Source text start

Maari is an Indian Tamil-language Supernatural television series airing on Zee Tamil and streaming on digital platform ZEE5 from 4 July 2022. It starring Ashika Padukone and Adarsh in the lead roles. The series is an official remake of Zee Bangla series Trinayani, where Ashika reprising her role in its Telugu remake with same title.

Plot
Maari, a simple small town girl, experiences the boon and bane of her power of premonition. She goes on to marry Surya under unusual circumstances and turns out to be his saviour.

Cast

Main
 Ashika Padukone as Maari (a predictor and fortune teller woman, who ready to save Suriya's life by marrying him) 
 Adarsh HS as Suriya (a rich entrepreneur, Maari's husband, His life was in danger by Thara's evil plans)

Source text end
Recorded information start

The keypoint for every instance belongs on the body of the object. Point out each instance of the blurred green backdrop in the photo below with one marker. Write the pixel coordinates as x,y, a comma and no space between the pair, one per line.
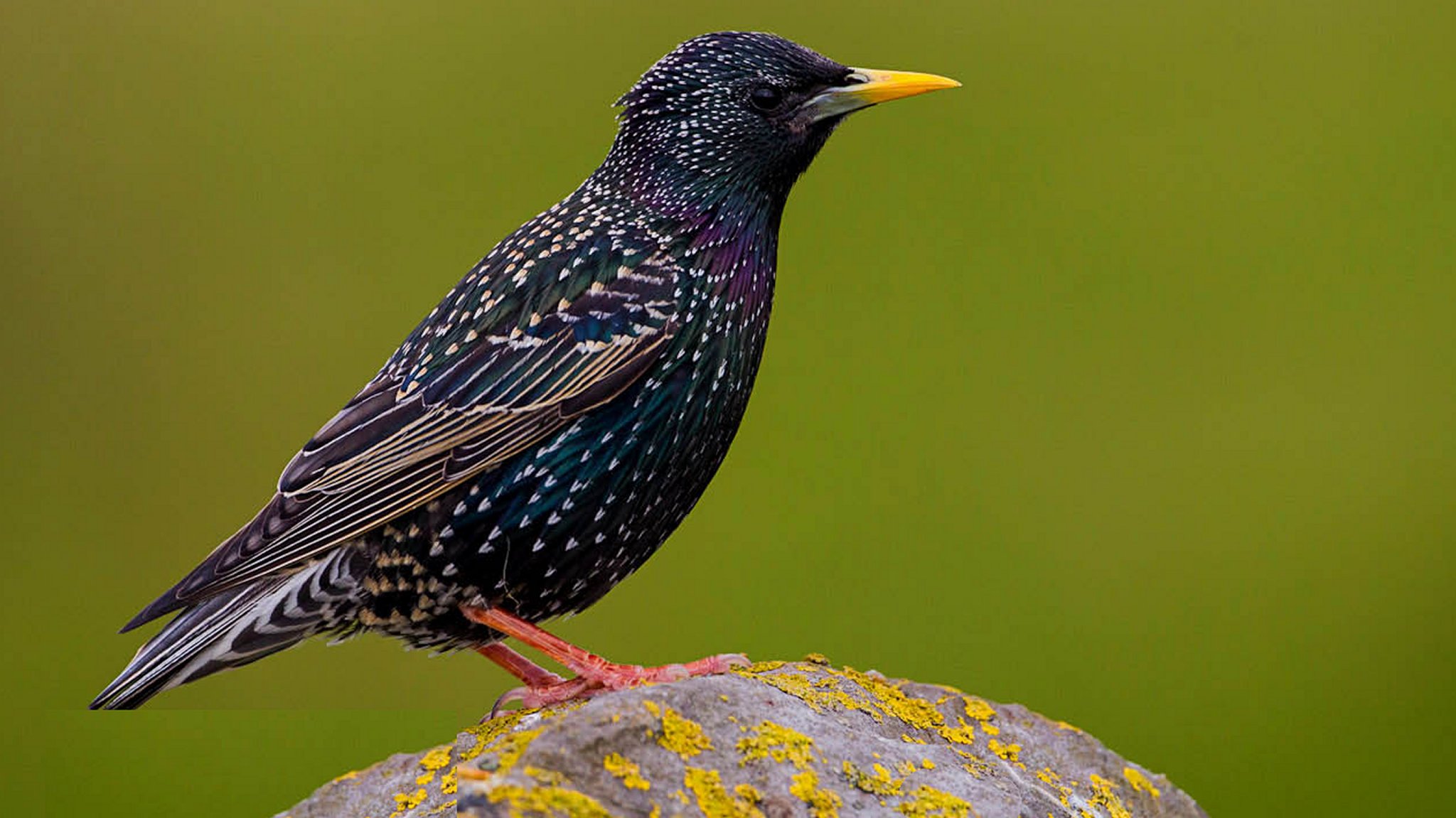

Recorded information end

#### Written problem:
Continue the article on the Tamil television series Maari, picking up after its last cast entry.

#### Answer to the exercise:
Supporting
 Sona Heiden as Thara (Surya's step mother, Aravind, Dinesh and Priya's mother, Jagadeesh's second wife) (Main Antagonist)
 Shiva Subramanian as Jagadeesh (Devi's first husband, Thara's second husband, Surya's father) 
 Abitha as Deivanai (Maari adoptive mother, Sreeja's mother) 
 Delhi Ganesh as Neelakandan (Maari and Sreeja's grandfather, Deivanai's father)
 Saira Banu as Sreeja (Maari's sister, Dinesh's wife, Thara's second daughter-in-law)(Antagonist)
 Shabnam as Hasini (Aravind's wife, Thara's daughter-in-law)
 Shyam as Vikram (Hasini’s brother)
 Meera Krishna as Devi (a spirit, Suriya's mother, Jagadeesh's first wife) 
 Mukesh Kanna as Aravind (Thara's first son, Hasini's husband) 
 Tharun Appasamy as Dinesh (Thara's second son, Sreeja's husband)  
 Nisha Yazhini as Priya (Thara's daughter)
 Ganesh as Sankarapandi (Thara's brother)
 Anitha Venkat as Sujatha (Devi's sister)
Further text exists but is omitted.